--- PASSAGE TO READ Enclosed Below ---

Though relatively few home health agencies provide palliative care, those providers and their patients can benefit from more integration of those services.
Currently, the palliative care space is dominated by hospices and health systems. Only 7% of community-based palliative care programs are operated by home health organizations, compared to about 50% for hospices, according to 2019 data from the Center to Advance Palliative Care.
However, this can and should change, according to Rory Farrand, vice president of palliative and advanced care at the National Hospice and Palliative Care Organization (NHPCO).
“Home health is actually a really natural fit for palliative care providers, especially skilled services that are delivered in the home. They obviously have to continue to demonstrate improvement to continue getting payment for those patients,” Farrand said at the Home Health Care News FUTURE conference. “But at some point, they either plateau, or maybe they actually don’t improve. So they end up getting discharged from their services. They may be frail; they may be sick; they may have a bunch of symptoms, and palliative care actually can fill that gap between home health and hospice.”
Challenges do exist when it comes to developing palliative care programs, according to Farrand. The biggest are limited pathways to reimbursement, staffing, misconceptions about palliative services and widespread variations among care models.
Currently Medicare reimburses for palliative care physician and licensed independent practitioner services through fee-for-service payment programs that do not sufficiently cover the full range of interdisciplinary care.
The U.S. Centers for Medicare & Medicaid Services (CMS) also allows Medicare Advantage plans to cover palliative care as a supplemental benefit. A rising number of providers are also partnering with Accountable Care Organizations (ACOs) or other entities that operate within risk-based payment models. Some states are also working palliative care into their Medicaid programs as a means to improve outcomes and reduce costs.

--- End of Enclosed PASSAGE TO READ ---
--- DATA EXTRACT Enclosed Below ---

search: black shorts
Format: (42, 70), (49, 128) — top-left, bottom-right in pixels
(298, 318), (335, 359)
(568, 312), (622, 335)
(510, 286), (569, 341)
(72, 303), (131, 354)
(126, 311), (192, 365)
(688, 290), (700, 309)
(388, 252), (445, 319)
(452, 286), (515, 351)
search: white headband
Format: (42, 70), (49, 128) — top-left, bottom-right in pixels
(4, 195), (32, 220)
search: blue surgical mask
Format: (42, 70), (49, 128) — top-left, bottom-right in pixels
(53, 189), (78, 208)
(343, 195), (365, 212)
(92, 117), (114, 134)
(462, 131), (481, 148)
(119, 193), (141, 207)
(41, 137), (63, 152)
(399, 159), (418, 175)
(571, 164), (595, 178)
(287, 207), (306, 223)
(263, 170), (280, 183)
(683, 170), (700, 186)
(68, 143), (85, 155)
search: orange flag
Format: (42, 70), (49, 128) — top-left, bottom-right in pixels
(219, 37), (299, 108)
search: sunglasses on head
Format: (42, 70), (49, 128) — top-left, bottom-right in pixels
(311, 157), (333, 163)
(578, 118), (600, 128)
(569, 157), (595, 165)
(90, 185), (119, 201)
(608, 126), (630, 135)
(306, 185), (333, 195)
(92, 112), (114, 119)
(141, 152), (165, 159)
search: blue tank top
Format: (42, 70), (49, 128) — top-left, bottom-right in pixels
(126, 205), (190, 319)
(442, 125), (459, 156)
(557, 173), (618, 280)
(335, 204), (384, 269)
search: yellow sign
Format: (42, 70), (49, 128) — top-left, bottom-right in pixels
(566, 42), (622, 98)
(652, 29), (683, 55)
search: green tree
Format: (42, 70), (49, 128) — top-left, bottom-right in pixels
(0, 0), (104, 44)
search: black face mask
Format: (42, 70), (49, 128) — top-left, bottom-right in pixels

--- End of Enclosed DATA EXTRACT ---

PROBLEM SET -
- A) In the article on home health and palliative care, what share of community-based palliative care programs did home health organizations operate according to the 2019 data?
- B) Summarize the article on home health and palliative care in two sentences.
- C) Proceed with the article on home health and palliative care from the point where it stops.

WRITTEN RESPONSES -
- A) 7%

- B) Few home health agencies provide palliative care, which is dominated by hospices and health systems, but NHPCO's Rory Farrand argues that home health is a natural fit because palliative care can fill the gap for frail or sick patients discharged from home health before hospice. Developing such programs faces challenges such as limited reimbursement pathways, staffing, misconceptions and varied care models, though payment options exist through Medicare fee-for-service, Medicare Advantage supplemental benefits, partnerships with ACOs and some state Medicaid programs.

- C)
“The hospice benefit is well known and well understood, and palliative care has been kind of the Wild West when you think about it from a sort of overall perspective of the landscape,” Farrand said. “On the one hand, it’s really frustrating because if you’ve seen one palliative care program, you’ve seen one palliative care. On the other hand, it’s actually really exciting, because you can really be innovative and distinct and unique in the space because you could be doing a bunch of different things.”
One organization that has been working to integrate home health and palliative care is Tyler, Texas-based Choice Health at Home.
Choice came on the scene in 2008 as a rehabilitation services provider. The company entered the home health space in 2012 and moved into hospice in 2018. In the intervening years, the private equity-based company’s footprint has expanded through acquisitions and organic growth across several southwestern states.
For the past few years, Choice has been training its home health clinicians about the areas in which home health and palliative care intersect, as well as taking steps to bring those business lines closer together and enhance coordination between them.
To further this goal, the company also partners with a number of physician groups with palliative care backgrounds, according to Trina Lanier, COO of Choice and co-founder of its hospice and home health service segment.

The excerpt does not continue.